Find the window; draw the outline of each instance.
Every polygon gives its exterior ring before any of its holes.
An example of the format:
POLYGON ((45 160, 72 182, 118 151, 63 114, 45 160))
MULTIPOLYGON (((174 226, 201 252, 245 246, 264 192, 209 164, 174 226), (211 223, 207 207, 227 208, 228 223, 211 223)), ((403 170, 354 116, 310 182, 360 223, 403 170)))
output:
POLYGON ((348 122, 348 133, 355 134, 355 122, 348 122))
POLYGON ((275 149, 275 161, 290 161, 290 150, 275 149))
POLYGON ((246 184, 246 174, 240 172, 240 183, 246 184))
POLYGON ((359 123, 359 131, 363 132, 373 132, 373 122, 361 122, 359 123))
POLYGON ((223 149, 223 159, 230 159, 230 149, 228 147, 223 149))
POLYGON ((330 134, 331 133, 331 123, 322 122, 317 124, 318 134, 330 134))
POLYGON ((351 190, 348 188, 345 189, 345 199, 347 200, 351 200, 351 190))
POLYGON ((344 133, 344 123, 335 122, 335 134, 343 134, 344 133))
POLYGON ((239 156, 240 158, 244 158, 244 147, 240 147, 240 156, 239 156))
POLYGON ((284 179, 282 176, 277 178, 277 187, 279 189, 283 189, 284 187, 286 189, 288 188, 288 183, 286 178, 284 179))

· · · · ·

• _WHAT IS NEEDED_
Revise the entries above so that "door" takes the place of every "window", with everything else left unchanged.

• _WRITTEN REPLY_
Find the door; draw the outline of each instance.
Every polygon gives its exterior ring before any of its holes.
An example of the format:
POLYGON ((45 160, 72 182, 118 151, 63 114, 45 160))
MULTIPOLYGON (((174 226, 201 252, 245 246, 264 192, 209 164, 174 226), (211 223, 207 207, 227 208, 228 223, 211 223)), ((403 170, 354 116, 310 182, 360 223, 403 170)))
output:
POLYGON ((348 122, 348 133, 355 134, 355 122, 348 122))
POLYGON ((275 149, 275 161, 290 161, 290 150, 275 149))
POLYGON ((246 184, 246 174, 240 172, 240 183, 246 184))
POLYGON ((359 123, 359 131, 363 132, 373 132, 373 122, 361 122, 359 123))
POLYGON ((223 149, 223 159, 230 159, 230 149, 228 147, 223 149))
POLYGON ((330 134, 331 133, 331 123, 322 122, 317 124, 318 134, 330 134))
POLYGON ((351 190, 348 188, 345 189, 345 199, 347 200, 351 200, 351 190))
POLYGON ((344 133, 344 123, 335 122, 335 134, 343 134, 344 133))
POLYGON ((239 156, 240 158, 244 158, 244 147, 240 147, 240 156, 239 156))
POLYGON ((284 179, 282 176, 277 178, 277 187, 279 189, 283 189, 284 187, 286 189, 288 188, 288 183, 286 178, 284 179))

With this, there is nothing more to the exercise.